• _Exercise_
Count the lines in the records below that contain the string "post", matching case exactly. Reply with the number alone.

• _Data provided_
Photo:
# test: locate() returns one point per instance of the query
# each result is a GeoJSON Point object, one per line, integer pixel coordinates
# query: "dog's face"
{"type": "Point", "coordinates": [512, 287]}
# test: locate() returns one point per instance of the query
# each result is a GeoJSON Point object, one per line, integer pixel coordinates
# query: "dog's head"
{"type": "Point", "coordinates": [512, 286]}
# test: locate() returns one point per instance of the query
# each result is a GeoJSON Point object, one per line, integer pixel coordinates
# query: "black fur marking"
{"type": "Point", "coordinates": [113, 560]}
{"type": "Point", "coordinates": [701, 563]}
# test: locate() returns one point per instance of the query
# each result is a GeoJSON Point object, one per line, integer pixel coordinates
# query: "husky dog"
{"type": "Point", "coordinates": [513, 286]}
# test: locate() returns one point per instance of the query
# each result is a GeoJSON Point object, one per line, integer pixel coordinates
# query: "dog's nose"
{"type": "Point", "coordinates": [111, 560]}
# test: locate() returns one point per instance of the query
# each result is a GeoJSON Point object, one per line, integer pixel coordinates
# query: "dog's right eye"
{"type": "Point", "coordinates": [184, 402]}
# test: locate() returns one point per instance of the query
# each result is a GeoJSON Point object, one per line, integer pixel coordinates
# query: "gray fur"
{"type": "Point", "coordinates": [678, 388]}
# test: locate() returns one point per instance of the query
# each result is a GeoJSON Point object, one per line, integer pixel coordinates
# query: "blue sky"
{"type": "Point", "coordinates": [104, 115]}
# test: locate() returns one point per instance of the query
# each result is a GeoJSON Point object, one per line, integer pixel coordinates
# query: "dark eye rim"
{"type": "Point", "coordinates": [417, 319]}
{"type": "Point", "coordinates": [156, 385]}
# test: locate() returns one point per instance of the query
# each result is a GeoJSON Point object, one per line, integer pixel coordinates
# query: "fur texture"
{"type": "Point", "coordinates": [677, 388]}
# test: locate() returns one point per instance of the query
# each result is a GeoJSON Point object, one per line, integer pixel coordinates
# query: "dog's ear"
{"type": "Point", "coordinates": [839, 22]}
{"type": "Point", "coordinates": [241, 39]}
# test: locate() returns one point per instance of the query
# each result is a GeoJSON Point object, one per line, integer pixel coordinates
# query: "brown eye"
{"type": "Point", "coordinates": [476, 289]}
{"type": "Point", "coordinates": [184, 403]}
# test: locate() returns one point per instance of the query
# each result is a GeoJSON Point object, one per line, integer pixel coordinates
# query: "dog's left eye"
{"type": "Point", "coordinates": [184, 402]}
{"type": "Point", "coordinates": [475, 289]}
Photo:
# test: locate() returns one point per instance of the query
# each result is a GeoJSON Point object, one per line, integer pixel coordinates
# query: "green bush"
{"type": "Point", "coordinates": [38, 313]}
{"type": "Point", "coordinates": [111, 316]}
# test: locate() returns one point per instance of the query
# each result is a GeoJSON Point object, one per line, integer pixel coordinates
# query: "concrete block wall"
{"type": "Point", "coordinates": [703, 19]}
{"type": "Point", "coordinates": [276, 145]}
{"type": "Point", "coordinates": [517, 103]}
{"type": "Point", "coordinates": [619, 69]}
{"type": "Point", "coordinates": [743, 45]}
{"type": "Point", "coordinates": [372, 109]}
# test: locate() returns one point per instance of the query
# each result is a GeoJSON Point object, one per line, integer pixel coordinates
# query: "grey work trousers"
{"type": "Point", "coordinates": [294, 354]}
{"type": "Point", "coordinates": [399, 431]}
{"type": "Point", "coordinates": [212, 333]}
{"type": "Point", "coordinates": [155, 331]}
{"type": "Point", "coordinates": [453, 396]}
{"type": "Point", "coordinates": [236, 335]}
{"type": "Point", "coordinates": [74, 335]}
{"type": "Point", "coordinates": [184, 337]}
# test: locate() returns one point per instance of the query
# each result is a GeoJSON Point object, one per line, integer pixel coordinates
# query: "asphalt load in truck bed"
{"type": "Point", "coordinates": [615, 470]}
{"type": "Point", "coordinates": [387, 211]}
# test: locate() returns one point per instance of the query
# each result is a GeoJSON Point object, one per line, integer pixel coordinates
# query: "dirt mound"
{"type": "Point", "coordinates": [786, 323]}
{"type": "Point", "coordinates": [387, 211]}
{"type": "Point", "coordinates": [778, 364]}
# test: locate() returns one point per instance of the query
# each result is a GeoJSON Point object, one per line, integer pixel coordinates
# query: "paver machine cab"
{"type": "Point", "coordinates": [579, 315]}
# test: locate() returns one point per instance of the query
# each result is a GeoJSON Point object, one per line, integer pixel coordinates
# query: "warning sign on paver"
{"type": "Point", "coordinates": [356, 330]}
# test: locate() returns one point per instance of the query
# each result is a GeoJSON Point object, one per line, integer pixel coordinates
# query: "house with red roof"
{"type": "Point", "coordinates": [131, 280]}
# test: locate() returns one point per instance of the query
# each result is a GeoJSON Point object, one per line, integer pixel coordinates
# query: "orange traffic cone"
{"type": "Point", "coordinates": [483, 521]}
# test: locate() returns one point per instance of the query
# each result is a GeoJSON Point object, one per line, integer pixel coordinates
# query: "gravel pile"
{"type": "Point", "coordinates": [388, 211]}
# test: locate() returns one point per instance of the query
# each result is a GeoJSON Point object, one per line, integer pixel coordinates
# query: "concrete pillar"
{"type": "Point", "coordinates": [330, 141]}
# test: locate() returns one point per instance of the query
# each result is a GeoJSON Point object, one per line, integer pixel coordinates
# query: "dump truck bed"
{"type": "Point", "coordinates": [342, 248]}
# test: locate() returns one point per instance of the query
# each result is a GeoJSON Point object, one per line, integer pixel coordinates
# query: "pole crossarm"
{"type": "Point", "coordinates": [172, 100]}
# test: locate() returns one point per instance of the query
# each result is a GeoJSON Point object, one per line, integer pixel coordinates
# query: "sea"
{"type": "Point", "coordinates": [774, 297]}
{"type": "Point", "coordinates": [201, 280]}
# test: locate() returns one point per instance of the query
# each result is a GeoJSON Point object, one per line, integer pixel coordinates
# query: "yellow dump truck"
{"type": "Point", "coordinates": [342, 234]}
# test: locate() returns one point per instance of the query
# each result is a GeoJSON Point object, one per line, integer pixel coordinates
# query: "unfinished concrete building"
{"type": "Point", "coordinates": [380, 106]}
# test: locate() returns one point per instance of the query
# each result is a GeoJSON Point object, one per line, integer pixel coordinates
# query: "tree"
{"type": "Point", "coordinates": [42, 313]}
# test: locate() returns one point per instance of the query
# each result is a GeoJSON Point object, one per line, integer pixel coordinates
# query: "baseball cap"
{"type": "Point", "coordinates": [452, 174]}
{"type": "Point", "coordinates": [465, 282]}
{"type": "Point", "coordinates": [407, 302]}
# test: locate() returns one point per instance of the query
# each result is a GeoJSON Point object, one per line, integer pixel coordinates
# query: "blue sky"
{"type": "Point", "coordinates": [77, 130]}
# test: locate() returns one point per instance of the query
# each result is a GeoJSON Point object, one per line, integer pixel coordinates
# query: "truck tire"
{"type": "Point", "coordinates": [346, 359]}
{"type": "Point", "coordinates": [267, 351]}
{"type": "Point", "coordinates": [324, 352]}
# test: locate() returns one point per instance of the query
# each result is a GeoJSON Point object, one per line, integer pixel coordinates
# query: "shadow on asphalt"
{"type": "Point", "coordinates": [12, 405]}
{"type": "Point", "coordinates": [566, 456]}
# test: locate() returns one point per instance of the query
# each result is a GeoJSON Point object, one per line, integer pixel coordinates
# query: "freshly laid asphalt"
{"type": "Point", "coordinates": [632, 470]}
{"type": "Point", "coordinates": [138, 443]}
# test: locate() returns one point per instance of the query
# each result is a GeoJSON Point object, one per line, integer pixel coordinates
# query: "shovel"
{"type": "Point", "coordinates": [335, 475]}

...

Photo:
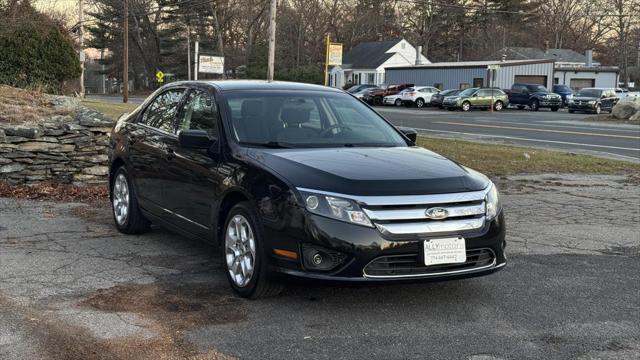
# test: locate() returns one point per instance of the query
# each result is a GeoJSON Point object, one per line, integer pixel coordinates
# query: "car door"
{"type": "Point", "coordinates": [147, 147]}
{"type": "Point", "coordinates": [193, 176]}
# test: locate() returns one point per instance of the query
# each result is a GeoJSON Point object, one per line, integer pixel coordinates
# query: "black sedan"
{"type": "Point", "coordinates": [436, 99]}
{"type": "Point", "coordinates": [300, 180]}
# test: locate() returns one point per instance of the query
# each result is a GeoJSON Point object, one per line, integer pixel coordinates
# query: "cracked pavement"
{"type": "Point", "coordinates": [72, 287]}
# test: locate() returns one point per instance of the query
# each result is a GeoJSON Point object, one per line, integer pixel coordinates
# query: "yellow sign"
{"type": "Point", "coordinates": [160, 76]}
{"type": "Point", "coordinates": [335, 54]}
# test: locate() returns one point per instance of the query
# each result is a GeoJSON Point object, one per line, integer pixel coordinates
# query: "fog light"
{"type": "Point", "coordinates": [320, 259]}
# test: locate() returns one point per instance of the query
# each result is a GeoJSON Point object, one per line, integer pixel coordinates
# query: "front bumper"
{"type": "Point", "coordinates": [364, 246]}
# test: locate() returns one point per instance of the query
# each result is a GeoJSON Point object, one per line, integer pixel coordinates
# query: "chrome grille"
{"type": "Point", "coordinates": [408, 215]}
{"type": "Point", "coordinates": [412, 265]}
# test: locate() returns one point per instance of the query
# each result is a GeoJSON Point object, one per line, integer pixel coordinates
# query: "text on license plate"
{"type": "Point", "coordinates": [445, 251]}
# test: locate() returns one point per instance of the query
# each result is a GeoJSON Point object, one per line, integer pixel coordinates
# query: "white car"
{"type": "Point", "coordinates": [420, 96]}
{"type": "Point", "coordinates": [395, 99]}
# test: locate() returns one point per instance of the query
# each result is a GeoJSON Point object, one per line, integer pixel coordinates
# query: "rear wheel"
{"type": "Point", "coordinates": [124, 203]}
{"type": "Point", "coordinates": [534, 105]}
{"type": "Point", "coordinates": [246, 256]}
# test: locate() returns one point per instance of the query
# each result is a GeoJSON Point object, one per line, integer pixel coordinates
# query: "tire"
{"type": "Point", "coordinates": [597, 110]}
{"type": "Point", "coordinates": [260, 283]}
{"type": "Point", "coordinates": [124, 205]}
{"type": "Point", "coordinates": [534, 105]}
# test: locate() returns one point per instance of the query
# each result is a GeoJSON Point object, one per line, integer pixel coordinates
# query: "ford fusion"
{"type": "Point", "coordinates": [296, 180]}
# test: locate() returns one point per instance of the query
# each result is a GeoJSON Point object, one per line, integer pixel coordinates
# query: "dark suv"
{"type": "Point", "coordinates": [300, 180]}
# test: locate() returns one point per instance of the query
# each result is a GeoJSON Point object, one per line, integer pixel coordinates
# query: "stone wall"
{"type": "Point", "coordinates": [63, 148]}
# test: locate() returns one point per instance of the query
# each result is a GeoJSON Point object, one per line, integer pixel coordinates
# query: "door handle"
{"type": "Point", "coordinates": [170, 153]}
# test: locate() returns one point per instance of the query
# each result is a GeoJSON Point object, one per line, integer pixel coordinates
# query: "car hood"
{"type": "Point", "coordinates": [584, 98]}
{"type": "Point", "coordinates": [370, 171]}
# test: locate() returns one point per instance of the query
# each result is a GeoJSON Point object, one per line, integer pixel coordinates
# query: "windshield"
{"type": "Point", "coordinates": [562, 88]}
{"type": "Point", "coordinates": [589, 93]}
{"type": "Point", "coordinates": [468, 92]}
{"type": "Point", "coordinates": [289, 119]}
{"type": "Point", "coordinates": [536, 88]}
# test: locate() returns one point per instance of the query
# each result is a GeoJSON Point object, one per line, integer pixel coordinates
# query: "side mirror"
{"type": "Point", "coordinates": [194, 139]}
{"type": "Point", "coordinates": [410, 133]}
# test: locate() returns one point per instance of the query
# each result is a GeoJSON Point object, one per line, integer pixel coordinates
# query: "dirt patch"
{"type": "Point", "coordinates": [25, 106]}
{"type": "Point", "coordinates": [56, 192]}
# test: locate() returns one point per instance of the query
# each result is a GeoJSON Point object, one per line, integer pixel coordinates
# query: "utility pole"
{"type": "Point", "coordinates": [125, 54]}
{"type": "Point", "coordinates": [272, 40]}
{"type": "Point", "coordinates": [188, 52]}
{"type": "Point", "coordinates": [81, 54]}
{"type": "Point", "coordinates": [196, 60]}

==

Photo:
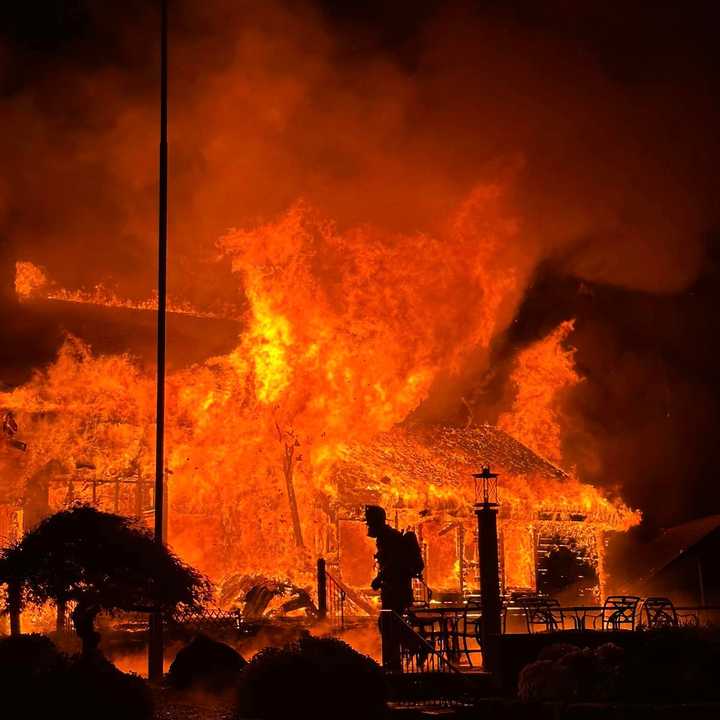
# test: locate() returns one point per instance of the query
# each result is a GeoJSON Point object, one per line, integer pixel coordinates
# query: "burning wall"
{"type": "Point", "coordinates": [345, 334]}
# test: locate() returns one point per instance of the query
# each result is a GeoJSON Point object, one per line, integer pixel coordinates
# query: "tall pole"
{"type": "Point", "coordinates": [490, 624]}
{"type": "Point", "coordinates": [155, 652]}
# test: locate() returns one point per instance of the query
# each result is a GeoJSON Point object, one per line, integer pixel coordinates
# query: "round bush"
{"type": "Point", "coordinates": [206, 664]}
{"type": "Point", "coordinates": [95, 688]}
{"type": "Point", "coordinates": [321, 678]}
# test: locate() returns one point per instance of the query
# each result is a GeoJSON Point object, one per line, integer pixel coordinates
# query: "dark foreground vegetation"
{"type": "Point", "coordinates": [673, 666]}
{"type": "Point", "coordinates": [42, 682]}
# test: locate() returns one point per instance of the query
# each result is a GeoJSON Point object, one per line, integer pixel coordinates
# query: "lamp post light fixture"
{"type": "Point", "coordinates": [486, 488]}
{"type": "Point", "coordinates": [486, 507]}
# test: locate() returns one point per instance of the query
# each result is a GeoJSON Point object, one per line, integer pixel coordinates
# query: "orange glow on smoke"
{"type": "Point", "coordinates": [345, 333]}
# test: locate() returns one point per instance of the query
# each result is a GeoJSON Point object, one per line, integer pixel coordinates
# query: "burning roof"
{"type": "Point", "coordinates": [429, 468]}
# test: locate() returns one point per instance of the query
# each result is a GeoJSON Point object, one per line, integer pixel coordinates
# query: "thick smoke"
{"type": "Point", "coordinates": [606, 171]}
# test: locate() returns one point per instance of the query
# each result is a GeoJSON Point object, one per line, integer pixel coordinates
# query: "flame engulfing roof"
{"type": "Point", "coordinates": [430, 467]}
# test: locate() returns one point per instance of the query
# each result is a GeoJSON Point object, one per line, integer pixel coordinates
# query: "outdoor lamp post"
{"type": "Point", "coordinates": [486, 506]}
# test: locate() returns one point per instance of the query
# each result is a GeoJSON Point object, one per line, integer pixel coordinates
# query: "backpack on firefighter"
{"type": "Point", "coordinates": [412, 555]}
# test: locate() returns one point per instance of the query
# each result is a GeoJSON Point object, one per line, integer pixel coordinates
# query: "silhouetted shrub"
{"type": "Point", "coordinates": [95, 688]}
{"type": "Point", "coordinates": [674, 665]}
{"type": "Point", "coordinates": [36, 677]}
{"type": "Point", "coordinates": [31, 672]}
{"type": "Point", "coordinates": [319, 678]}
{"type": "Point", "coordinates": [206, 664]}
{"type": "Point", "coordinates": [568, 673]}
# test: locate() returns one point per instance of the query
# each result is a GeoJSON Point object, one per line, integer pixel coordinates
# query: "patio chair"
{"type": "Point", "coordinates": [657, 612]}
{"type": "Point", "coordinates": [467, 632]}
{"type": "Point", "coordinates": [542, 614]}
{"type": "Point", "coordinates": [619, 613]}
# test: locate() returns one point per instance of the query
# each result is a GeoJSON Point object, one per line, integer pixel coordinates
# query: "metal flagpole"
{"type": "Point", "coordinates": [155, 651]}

• _Task result_
2